> Selected text:

- - -

And there’s no time to lose. There is no ‘transitional relief’ after May 2018: as the GDPR puts it: ‘processing already under way should be brought into conformity with this Regulation within [the period between May 2016 and May 2018].’ We have already noticed the existing data protection authority, the Information Commissioner’s Office (ICO), taking a harder line in enforcement as it interprets the existing law more aggressively, with a more ‘pro-data subject’ approach (emphasising individuals’ privacy rights).

Of course, many firms have quite properly brought in external consultants to get their systems GDPR-ready (and if they have not already, then they may be running out of time), but too often, this is treated as an IT project. In reality, it is an issue for every level of the business: GDPR requires board- and partner-level ownership of the issue, but basic data hygiene requires buy-in from all staff and fee-earners.

What is changing?

The basic structure of data protection law will remain the same after May 2018: data subjects will continue to enjoy rights which must be observed, and data controllers will continue to have to comply with data protection principles (although so will data processors in many cases). But the compliance burden will increase significantly, and firms – as data controllers – should be preparing for that in the diminishing window remaining before the new law applies.

Moreover, there is the cultural shift to consider: the GDPR stresses privacy by design and default, meaning that management decisions should always factor in the impact on (and build in the maintenance of minimum standards of) the privacy rights of clients and contacts from the outset. It also preaches transparency, in outward-facing statements and policies (both posted online and as a matter of client care), as to how data is used, and accountability for the reasons why firms use it. Firms must always be prepared to answer to the regulator (the ICO) and their clients when queries or objections are raised about how data is used. And the increased emphasis on data security and the rights of individuals means that all staff will want to clean up their habits in terms of everything from using devices and working from home, to how data is recorded on systems (including what should go into emails, and what should not).

There still seems to be some misconception that Brexit may mean the GDPR won’t come into effect. The Brexit vote followed less than a month after the GDPR came into force in May 2016, and led to a period of uncertainty during which the government said little about the GDPR. The GDPR may be EU law in origin, but the government has now been very clear that the GDPR will take effect in May 2018. Because of this initial confusion, the ICO issued less guidance than might have been expected in the first six months of the intended two-year run-in period. We can now expect some acceleration in the ICO’s guidance programme, and indeed the ICO has promised this via its website.

Why does the GDPR apply to law firms?

Because every law firm is a ‘data controller’. The GDPR defines a data controller as ‘the natural or legal person, public authority, agency or other body which, alone or jointly with others, determines the purposes and means of the processing of personal data’. Every law firm obviously holds and processes the personal data of not only clients, but also partners and staff.

- - -

> Provided information:
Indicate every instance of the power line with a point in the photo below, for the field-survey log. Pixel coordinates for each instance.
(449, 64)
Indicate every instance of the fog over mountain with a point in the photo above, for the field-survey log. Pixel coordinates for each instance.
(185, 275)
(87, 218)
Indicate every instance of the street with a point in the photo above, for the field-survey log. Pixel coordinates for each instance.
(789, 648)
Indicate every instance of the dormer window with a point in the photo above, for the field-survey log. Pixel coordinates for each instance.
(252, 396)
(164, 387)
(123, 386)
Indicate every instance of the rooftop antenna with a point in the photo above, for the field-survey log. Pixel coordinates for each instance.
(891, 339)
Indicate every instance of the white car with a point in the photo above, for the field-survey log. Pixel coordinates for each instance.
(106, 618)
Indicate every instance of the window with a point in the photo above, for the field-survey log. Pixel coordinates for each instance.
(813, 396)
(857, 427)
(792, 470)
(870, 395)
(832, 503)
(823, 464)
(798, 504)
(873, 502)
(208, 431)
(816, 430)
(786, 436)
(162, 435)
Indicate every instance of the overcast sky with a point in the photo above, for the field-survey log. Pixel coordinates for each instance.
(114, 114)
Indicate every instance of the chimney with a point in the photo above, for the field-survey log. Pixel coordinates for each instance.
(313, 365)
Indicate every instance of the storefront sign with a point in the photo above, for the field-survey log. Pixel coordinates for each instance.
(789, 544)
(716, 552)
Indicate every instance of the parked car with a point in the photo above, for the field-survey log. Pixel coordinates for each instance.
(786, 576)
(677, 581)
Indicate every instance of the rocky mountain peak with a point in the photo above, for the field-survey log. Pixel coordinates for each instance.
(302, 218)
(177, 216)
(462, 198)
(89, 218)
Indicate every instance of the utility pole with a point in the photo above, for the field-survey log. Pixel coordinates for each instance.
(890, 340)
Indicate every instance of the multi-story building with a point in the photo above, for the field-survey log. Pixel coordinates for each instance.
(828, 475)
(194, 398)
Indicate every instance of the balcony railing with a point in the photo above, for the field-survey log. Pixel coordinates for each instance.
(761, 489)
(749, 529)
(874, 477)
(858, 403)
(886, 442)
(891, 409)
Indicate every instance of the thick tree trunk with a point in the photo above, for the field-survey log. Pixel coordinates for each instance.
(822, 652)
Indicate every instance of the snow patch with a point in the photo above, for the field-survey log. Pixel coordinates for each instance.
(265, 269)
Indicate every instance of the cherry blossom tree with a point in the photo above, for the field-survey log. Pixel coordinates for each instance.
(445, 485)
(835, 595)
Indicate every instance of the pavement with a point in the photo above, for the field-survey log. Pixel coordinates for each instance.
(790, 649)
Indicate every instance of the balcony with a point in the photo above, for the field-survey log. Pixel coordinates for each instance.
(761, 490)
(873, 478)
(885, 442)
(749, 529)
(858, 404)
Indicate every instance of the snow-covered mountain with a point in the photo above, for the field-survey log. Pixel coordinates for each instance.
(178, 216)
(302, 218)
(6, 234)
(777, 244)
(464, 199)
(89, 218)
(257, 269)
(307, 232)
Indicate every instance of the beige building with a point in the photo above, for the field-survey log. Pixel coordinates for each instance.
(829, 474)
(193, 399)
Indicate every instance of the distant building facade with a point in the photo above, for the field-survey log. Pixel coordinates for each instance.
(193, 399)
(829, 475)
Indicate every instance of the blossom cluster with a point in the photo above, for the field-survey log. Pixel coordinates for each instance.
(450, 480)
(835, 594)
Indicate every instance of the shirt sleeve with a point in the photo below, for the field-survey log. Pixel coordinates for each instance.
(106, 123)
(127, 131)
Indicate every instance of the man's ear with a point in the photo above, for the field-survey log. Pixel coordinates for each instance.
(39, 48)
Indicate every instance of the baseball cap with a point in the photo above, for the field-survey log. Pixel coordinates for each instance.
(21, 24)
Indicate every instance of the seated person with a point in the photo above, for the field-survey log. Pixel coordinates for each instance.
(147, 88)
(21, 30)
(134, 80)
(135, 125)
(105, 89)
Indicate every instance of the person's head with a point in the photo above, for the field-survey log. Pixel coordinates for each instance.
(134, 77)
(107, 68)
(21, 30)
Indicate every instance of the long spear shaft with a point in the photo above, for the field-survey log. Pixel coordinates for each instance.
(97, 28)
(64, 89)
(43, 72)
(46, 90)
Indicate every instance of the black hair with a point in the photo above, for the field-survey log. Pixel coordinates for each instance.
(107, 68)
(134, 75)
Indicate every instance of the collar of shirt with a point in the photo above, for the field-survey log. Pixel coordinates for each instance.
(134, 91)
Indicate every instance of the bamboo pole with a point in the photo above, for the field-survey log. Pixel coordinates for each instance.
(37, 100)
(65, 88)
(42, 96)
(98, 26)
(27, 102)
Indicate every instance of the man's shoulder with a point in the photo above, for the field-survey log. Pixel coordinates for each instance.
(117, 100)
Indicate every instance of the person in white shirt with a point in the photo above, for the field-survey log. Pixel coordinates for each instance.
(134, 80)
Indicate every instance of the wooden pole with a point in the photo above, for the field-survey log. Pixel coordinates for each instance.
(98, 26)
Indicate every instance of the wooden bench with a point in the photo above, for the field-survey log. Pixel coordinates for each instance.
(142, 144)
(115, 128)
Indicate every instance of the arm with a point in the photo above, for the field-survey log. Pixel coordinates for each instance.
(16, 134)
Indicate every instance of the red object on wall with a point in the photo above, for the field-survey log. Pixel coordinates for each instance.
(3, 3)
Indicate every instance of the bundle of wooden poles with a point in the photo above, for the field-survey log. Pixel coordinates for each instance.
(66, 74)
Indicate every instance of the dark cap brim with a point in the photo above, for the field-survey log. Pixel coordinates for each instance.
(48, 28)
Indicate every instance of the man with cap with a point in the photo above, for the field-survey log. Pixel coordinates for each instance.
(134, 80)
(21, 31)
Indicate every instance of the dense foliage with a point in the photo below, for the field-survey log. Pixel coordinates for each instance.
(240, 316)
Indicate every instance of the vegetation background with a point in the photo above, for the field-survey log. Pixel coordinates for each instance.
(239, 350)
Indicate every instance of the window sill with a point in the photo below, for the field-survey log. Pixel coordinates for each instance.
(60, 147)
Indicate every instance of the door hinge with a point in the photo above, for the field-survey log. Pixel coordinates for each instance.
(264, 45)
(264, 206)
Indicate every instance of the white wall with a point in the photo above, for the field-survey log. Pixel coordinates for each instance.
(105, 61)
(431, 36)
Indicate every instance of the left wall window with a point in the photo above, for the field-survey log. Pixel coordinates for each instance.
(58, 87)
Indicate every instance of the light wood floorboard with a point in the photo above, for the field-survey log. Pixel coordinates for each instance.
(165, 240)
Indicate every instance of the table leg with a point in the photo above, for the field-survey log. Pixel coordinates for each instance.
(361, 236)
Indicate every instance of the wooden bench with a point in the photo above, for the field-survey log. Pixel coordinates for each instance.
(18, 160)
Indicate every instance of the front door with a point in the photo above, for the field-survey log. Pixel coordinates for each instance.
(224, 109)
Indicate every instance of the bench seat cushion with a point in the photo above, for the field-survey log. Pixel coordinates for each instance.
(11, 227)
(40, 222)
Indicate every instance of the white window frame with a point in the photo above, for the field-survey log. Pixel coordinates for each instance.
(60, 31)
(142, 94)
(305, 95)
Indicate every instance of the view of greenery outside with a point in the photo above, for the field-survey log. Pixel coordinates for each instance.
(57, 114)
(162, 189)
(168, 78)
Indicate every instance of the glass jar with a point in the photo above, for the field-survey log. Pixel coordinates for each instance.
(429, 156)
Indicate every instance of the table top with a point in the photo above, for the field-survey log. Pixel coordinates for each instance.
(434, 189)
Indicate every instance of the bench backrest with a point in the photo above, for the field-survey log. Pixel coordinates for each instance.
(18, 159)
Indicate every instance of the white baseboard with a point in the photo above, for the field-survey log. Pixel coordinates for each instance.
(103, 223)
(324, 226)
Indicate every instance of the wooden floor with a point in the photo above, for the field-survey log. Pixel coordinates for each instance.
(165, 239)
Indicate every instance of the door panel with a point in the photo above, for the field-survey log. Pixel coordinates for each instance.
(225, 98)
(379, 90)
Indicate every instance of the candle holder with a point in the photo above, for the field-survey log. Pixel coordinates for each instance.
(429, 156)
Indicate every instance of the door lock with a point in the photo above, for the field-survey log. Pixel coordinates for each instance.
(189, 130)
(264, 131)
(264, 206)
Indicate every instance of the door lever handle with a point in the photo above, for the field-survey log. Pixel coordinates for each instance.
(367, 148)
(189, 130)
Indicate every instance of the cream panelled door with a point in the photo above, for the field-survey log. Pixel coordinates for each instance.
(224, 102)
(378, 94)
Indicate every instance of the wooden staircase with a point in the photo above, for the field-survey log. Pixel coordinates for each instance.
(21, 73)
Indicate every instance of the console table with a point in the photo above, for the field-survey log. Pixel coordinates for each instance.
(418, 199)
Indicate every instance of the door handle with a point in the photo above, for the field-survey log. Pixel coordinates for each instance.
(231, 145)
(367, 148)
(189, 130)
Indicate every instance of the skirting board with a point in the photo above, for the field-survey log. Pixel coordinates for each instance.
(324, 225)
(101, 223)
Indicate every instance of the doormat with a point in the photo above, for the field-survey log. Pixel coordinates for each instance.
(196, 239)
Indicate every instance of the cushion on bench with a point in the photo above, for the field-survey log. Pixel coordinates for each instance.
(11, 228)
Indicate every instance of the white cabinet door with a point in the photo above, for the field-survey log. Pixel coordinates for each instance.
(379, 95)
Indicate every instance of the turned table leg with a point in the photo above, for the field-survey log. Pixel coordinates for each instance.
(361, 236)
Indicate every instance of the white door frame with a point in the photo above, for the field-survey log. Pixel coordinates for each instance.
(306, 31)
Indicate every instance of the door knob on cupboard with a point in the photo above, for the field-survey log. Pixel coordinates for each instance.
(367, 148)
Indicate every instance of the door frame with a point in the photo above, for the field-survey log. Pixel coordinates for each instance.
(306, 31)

- - -

> What you will do: Please set down, word for word, the part of the GDPR passage above that opens with the words containing "Of course, many" and closes with "What is changing?".

> Answer to this problem:
Of course, many firms have quite properly brought in external consultants to get their systems GDPR-ready (and if they have not already, then they may be running out of time), but too often, this is treated as an IT project. In reality, it is an issue for every level of the business: GDPR requires board- and partner-level ownership of the issue, but basic data hygiene requires buy-in from all staff and fee-earners.

What is changing?